Change every "Per the caption" in the rows below to "According to the caption" and reproduce the rows with nothing else altered.

[A run of rows]
******************************
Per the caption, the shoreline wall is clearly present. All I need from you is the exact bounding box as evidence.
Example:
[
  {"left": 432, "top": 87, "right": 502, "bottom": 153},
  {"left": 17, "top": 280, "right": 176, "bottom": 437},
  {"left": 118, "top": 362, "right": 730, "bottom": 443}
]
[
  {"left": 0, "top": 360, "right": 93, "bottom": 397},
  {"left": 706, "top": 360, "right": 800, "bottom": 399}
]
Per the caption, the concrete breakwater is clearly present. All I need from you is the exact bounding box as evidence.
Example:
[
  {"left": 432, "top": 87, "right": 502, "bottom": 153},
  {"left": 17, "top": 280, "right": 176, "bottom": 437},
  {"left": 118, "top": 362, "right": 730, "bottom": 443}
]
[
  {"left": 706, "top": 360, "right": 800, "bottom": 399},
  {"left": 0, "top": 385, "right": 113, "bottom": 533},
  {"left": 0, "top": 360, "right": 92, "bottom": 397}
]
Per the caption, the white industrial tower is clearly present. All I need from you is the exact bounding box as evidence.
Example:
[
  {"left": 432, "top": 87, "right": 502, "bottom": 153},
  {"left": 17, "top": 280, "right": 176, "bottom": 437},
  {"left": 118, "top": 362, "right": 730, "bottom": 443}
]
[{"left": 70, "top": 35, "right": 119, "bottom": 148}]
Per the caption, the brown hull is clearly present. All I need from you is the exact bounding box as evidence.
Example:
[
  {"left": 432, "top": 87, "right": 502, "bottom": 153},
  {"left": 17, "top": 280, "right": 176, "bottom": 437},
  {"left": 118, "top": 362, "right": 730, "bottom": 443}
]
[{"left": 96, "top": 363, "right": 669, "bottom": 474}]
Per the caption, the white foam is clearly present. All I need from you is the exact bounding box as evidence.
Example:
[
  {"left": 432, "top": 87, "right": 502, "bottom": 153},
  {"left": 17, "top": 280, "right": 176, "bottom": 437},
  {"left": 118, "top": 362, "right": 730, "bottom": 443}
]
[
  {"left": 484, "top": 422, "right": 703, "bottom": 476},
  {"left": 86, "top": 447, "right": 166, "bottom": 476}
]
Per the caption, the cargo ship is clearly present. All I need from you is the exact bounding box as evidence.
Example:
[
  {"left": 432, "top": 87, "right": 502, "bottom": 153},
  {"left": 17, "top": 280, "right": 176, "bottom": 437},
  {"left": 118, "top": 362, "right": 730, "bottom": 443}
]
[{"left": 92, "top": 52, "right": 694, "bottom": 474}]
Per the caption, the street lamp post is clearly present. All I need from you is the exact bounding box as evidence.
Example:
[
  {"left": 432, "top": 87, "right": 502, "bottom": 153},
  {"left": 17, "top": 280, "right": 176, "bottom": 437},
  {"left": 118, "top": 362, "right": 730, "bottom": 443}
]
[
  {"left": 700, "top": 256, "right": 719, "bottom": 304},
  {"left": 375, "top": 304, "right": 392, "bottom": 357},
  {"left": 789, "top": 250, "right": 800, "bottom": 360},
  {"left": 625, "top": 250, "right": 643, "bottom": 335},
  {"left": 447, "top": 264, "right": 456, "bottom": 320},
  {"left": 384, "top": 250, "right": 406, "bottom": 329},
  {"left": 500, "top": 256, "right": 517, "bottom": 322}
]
******************************
§ **Solution to the exercise**:
According to the caption, the shoreline wall is clearly present. All I need from you is the exact bounding box as evidence.
Example:
[
  {"left": 432, "top": 87, "right": 502, "bottom": 153},
  {"left": 17, "top": 280, "right": 176, "bottom": 437},
  {"left": 118, "top": 362, "right": 730, "bottom": 443}
]
[
  {"left": 0, "top": 360, "right": 93, "bottom": 397},
  {"left": 706, "top": 360, "right": 800, "bottom": 399}
]
According to the caption, the concrete breakwater is clearly present. All I need from you is the exact bounding box as evidence.
Example:
[
  {"left": 432, "top": 87, "right": 502, "bottom": 153},
  {"left": 17, "top": 280, "right": 176, "bottom": 437},
  {"left": 118, "top": 362, "right": 730, "bottom": 443}
]
[
  {"left": 706, "top": 360, "right": 800, "bottom": 399},
  {"left": 0, "top": 385, "right": 113, "bottom": 533},
  {"left": 0, "top": 360, "right": 92, "bottom": 397}
]
According to the caption, the white industrial tower is clearly present. All I need from you is the exact bounding box as evidence.
Example:
[
  {"left": 432, "top": 87, "right": 502, "bottom": 153},
  {"left": 17, "top": 280, "right": 176, "bottom": 437},
  {"left": 118, "top": 362, "right": 730, "bottom": 443}
]
[{"left": 70, "top": 35, "right": 119, "bottom": 148}]
According to the caption, the brown hull is clearly present. All I need from you is the exact bounding box as evidence.
Example:
[
  {"left": 432, "top": 87, "right": 502, "bottom": 153},
  {"left": 17, "top": 280, "right": 176, "bottom": 437},
  {"left": 118, "top": 362, "right": 730, "bottom": 443}
]
[{"left": 96, "top": 363, "right": 669, "bottom": 474}]
According to the caption, the white foam is clearly present. All I need from you is the exact bounding box as evidence.
Example:
[
  {"left": 432, "top": 87, "right": 502, "bottom": 153},
  {"left": 17, "top": 280, "right": 176, "bottom": 437},
  {"left": 118, "top": 362, "right": 730, "bottom": 443}
]
[
  {"left": 484, "top": 422, "right": 703, "bottom": 476},
  {"left": 86, "top": 447, "right": 166, "bottom": 476}
]
According to the caption, the cargo ship is clearly present. All I need from you is the exact bounding box as evidence.
Example:
[
  {"left": 432, "top": 87, "right": 502, "bottom": 153},
  {"left": 17, "top": 280, "right": 176, "bottom": 437},
  {"left": 118, "top": 362, "right": 730, "bottom": 443}
]
[{"left": 92, "top": 52, "right": 694, "bottom": 474}]
According to the caption, the street lamp post is clearly present. All I need from you is the exact bounding box as evidence.
Example:
[
  {"left": 432, "top": 87, "right": 502, "bottom": 153},
  {"left": 17, "top": 280, "right": 176, "bottom": 437},
  {"left": 118, "top": 362, "right": 730, "bottom": 443}
]
[
  {"left": 700, "top": 256, "right": 719, "bottom": 304},
  {"left": 375, "top": 304, "right": 392, "bottom": 357},
  {"left": 789, "top": 250, "right": 800, "bottom": 360},
  {"left": 625, "top": 250, "right": 643, "bottom": 335},
  {"left": 447, "top": 264, "right": 456, "bottom": 320},
  {"left": 384, "top": 250, "right": 406, "bottom": 329},
  {"left": 500, "top": 256, "right": 517, "bottom": 322}
]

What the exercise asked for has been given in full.